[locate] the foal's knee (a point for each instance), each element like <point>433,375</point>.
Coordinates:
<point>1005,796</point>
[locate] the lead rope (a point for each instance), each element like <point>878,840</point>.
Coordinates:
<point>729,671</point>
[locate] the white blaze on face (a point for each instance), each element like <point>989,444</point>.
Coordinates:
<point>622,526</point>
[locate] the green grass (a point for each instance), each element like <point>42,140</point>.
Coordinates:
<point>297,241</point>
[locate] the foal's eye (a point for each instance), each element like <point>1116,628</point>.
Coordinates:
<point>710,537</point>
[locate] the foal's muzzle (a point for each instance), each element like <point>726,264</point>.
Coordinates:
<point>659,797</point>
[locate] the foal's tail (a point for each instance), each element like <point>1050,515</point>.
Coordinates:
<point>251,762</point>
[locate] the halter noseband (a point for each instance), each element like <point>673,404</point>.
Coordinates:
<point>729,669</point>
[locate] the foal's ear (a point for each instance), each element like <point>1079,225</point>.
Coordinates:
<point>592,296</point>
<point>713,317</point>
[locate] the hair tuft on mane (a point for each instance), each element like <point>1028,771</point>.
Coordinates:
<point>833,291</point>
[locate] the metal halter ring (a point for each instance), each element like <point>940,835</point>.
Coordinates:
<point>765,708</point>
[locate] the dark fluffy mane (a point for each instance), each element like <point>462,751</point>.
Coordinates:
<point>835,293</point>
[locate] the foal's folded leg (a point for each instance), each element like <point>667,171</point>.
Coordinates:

• [What this task involves]:
Rewrite the lines from the one containing "[locate] the lead" through the one containing "<point>710,537</point>" as a numbered list, and leave out any blank lines.

• [Exercise result]:
1. [locate] the lead rope (a point for each instance), each element like <point>878,840</point>.
2. Coordinates:
3. <point>729,671</point>
4. [locate] the white blaze on face (a point for each instance), each element like <point>989,444</point>.
5. Coordinates:
6. <point>622,526</point>
7. [locate] the green grass (a point for each instance), each element like <point>42,140</point>.
8. Coordinates:
9. <point>297,241</point>
10. [locate] the foal's eye (a point for each instance), each element like <point>1116,628</point>.
11. Coordinates:
12. <point>710,537</point>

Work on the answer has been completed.